• [EXTRAHIERTER TEXT]
'''
Die Menschen stehen auf, bringen ihre Kinder zur Schule (das Vorbild für die Schule ist übrigens nach Foucault das Gefängnis), gehen arbeiten (in einer Umgebung, die ihren Körpern, den Tempeln ihrer Seele, nicht gut tut – auch hier stand, laut Foucault, das Gefängnis Pate).
Weil sie nicht genug Geld verdienen, um sich gesunde Sachen zu kaufen, kaufen sie billige Sachen, die umweltschädlich hergestellt sind. Die Leute haben deshalb ein schlechtes Gewissen und wollen sich nicht weiter damit beschäftigen. Also gucken sie am Abend fern, das ist eine Art Lutscher fürs Gehirn.
Sie bemerken gar nicht, dass sie im Grunde alles richtig machen! Sie haben auf diese Art einen absolut befriedigenden Customer-Lifetime-Value. Das ist der Wert, den sie im Lauf ihres Lebens für Unternehmen aller Art darstellen, indem sie: konsumieren.
Sie essen Chips aus einer Tüte, deren Aufreißgeräusch von einem Sounddesigner eigens erschaffen worden ist, damit es sich so richtig befriedigend chipsig anhört, voll und cross und trotzdem irgendwie fluffig.
Sie trinken vielleicht ein oder zwei Bier, weil sie einen Schmerz betäuben müssen, der ihnen bereits früh eingepflanzt wurde: Nämlich das Aufwachsen in der vollkommen dysfunktionalen Kleinfamilie, die durch unsere Verfassung geschützt ist - als Keimzelle der Gesellschaft.
Die Kleinfamilie ist so gedacht, dass Papa arbeiten geht und Mama sich um den Haushalt und die Kinder kümmert. Da man aber ein Dorf braucht, um ein Kind adäquat groß zu bekommen, nehmen alle Schaden an diesem System.
Das Kind bekommt eine Bindungsstörung, die Mutter Depressionen, der Mann ein Burn-Out.
Ein narzisstischer Trump geht beispielsweise daraus hervor, der permanent nach Größe, Überlegenheit und Macht strebt. In den Vereinigten Staaten ist körperliche Gewalt an Kindern Teil der normalen Erziehung. Regelmäßig lege ich mich auf Facebook mit US-Amerikanerinnen an, die ihre Kinder vermöppen. (Die denken, ich hätte sie nicht mehr alle, wenn ich ihnen sage, dass ich jede Gewalt ablehne, genauso wie „Aus-Zeiten“.) An US-amerikanischen Schulen werden Jungs dreimal häufiger als Mädchen mit einem Holzpaddel vor der ganzen Klasse auf den Po geschlagen. Trump sagt über seine Lehrer an der New Yorker Military Academy, auf die er im Alter von 13 Jahren von seinem Vater geschickt wurde:
„The instructors used to beat the shit out of you; those guys where rough.“
Praktisch ist natürlich, dass der Schaden, den dieses System anrichtet, nämlich die Traumatisierung des heranwachsenden Wesens, gleichzeitig hervorragend für das Funktionieren im kapitalistischen System abrichtet. Der Merz bereitet den Boden.
'''
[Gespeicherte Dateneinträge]
'''
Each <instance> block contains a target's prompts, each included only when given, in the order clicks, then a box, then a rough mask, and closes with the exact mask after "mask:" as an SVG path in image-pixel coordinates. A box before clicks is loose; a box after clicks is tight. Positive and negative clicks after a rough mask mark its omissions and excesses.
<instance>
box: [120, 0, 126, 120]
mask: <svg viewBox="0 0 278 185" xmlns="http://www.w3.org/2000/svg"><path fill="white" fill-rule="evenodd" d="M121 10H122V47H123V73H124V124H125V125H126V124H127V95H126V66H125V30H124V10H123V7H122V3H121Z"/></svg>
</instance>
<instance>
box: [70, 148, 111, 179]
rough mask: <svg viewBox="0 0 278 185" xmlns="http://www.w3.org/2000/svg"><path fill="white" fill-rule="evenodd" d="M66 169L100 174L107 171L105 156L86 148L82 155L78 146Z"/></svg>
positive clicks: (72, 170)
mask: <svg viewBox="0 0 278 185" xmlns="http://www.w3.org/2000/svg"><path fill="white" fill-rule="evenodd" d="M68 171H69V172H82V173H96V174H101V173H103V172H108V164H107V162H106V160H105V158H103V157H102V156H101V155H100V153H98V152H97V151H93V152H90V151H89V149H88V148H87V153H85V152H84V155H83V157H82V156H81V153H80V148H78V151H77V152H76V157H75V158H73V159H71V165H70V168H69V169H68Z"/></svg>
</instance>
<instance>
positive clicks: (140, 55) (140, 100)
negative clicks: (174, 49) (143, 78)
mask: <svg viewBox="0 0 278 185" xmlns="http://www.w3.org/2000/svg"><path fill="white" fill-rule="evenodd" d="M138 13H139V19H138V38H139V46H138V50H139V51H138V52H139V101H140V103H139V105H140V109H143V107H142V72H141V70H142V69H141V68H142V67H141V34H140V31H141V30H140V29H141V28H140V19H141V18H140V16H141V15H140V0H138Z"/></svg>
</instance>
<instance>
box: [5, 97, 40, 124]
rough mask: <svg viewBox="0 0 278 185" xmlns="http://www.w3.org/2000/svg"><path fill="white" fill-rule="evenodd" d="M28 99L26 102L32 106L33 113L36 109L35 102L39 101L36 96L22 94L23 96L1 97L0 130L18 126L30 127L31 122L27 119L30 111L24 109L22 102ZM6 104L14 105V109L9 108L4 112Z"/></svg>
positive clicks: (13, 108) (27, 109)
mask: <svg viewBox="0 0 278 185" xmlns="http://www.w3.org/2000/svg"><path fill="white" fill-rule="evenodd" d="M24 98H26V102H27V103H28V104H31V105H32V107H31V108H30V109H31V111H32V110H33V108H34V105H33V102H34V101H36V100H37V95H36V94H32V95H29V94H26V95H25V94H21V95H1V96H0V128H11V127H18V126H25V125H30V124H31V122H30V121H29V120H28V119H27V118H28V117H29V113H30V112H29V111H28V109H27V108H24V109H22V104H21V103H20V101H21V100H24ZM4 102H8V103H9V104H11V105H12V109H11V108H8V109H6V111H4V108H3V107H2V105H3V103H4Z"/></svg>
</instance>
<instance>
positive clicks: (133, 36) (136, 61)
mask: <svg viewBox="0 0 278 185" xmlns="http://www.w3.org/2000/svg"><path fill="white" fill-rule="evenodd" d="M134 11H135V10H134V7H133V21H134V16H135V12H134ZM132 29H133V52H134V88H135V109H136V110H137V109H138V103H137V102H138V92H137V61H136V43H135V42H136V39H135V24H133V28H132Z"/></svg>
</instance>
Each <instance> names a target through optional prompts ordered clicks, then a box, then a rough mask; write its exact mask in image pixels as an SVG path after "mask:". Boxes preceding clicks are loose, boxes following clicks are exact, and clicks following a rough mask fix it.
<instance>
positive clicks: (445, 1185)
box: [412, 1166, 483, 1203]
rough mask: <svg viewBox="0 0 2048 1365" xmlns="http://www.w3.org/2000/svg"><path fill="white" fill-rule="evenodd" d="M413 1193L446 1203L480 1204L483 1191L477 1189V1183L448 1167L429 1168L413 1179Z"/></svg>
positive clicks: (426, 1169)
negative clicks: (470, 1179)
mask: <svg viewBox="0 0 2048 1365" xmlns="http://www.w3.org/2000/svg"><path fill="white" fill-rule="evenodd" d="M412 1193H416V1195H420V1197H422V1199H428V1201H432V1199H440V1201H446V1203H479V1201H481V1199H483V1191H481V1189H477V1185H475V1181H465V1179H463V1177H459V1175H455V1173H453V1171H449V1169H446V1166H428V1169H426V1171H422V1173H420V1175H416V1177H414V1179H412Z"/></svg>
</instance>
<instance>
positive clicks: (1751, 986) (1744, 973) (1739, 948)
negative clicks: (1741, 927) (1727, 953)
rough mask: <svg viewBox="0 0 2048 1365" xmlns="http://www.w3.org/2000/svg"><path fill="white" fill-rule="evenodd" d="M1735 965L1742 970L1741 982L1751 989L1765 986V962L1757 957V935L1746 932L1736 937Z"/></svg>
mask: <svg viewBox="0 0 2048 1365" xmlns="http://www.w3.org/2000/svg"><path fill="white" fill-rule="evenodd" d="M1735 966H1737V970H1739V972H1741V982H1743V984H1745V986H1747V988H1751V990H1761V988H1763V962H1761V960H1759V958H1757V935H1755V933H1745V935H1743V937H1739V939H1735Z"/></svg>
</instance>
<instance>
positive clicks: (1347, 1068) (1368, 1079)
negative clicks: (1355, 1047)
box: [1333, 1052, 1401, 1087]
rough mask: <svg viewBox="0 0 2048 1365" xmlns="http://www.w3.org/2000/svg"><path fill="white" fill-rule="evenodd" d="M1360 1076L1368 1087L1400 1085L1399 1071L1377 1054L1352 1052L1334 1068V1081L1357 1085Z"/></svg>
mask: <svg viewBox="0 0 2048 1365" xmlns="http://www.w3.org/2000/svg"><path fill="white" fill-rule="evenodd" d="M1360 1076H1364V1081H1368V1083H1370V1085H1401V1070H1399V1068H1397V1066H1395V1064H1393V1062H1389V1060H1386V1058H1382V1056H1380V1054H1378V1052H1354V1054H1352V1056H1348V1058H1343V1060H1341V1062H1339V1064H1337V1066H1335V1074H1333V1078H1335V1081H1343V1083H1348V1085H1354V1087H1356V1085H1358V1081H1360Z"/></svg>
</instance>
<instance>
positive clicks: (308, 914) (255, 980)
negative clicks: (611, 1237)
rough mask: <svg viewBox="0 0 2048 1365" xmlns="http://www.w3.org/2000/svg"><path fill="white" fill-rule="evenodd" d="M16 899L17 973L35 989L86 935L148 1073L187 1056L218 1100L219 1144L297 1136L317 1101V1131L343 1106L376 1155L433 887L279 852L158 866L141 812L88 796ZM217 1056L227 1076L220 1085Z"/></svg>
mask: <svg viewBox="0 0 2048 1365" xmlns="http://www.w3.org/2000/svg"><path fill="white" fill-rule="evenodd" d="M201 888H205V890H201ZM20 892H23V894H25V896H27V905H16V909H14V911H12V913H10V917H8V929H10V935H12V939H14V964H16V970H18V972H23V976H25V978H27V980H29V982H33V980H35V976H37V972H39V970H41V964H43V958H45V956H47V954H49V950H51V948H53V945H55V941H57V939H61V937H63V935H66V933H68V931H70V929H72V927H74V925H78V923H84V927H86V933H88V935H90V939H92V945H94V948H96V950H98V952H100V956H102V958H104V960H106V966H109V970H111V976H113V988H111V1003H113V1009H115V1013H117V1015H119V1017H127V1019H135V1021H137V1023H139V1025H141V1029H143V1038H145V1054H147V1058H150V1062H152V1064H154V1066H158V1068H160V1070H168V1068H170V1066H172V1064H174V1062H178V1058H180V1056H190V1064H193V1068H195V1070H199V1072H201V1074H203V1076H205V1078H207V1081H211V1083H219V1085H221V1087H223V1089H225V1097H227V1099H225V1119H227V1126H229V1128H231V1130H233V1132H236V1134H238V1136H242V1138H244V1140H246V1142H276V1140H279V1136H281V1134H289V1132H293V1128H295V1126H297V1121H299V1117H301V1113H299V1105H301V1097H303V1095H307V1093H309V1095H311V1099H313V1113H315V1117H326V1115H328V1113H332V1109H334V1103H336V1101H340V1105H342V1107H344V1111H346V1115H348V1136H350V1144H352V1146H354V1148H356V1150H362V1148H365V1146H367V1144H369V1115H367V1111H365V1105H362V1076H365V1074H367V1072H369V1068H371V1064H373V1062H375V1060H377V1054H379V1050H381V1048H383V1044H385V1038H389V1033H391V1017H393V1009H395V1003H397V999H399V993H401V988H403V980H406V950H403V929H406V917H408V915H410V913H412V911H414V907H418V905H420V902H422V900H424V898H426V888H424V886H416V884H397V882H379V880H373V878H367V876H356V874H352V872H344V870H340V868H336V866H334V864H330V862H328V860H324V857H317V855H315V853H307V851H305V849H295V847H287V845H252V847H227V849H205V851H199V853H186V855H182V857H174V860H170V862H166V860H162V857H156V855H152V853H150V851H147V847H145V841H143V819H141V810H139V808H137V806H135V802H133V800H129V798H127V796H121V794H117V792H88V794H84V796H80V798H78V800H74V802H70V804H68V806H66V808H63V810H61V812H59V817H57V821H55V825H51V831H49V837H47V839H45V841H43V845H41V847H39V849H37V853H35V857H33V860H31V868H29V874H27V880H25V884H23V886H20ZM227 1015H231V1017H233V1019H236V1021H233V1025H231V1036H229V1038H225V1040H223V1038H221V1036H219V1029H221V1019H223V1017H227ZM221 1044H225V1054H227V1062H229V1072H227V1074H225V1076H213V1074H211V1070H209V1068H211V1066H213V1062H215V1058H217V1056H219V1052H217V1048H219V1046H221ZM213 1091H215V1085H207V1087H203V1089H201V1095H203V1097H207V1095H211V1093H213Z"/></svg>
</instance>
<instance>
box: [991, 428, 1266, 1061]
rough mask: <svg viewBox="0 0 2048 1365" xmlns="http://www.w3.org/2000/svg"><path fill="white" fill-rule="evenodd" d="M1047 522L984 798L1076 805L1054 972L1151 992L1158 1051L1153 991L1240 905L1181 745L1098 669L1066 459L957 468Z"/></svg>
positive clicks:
'''
• [WAS ZU TUN IST]
1. Schreiben Sie aus dem Text über Konsum und Kleinfamilie die Passage von „Weil sie nicht“ bis „indem sie: konsumieren.“ wortgetreu ab.
2. Führen Sie den Text über Konsum, Kleinfamilie und Kapitalismus im Anschluss an seinen letzten Satz weiter.

• [LÖSUNGEN]
1.
Weil sie nicht genug Geld verdienen, um sich gesunde Sachen zu kaufen, kaufen sie billige Sachen, die umweltschädlich hergestellt sind. Die Leute haben deshalb ein schlechtes Gewissen und wollen sich nicht weiter damit beschäftigen. Also gucken sie am Abend fern, das ist eine Art Lutscher fürs Gehirn.
Sie bemerken gar nicht, dass sie im Grunde alles richtig machen! Sie haben auf diese Art einen absolut befriedigenden Customer-Lifetime-Value. Das ist der Wert, den sie im Lauf ihres Lebens für Unternehmen aller Art darstellen, indem sie: konsumieren.

2.
Außerdem ist es wichtig, dass viele Nachkommen produziert werden: Die braucht man ja für die Arbeit und für die Kriege. Je mehr Söhne, desto mehr Terror und Krieg. Jeder Kriegstote war irgendwann ein Säugling. Je autoritärer der aufwächst, umso besser fürs Geschäft.
Deswegen ist es auch nicht relevant, ob eine Frau ihr Kind will oder nicht. So doll lieb soll sie es nämlich gar nicht haben. Das macht es leichter, wenn es tatsächlich in den Krieg zieht.
Noch nicht lange her ist es, dass Vergewaltigung in der Ehe strafbar wurde. Wer dagegen gestimmt hat? Friedrich Merz.
Und wer fand außerdem, dass es Eltern frei stehen sollte, ob sie ihre Kinder verhauen?
Neulich war Friedrich Merz beim Neujahrsempfang in Blankenese, wo er zusammen mit Chrissi Lindner und Claudia Roth eingeladen war, eine kurze Rede gehalten. Er hat dabei Mark Twain zitiert.
„Man fragt sich, ob die Welt von guten Menschen regiert wird, die uns zum Narren halten oder ob es Schwachköpfe sind, die es ernst meinen.“
Mark Twain
Und wisst ihr, was er noch gesagt hat? Also, der Merz, meine ich?
Dass die wichtigste Frage nicht sein könne, ob die Bahnverbindung zwischen Hamburg und Sylt wieder störungsfrei funktioniert.
Der Mann hat echt Humor.
Aber er fährt wahrscheinlich nicht so oft Zug. Und hat vielleicht DB-Aktien.
Und womöglich ist er unser nächster Bundeskanzler.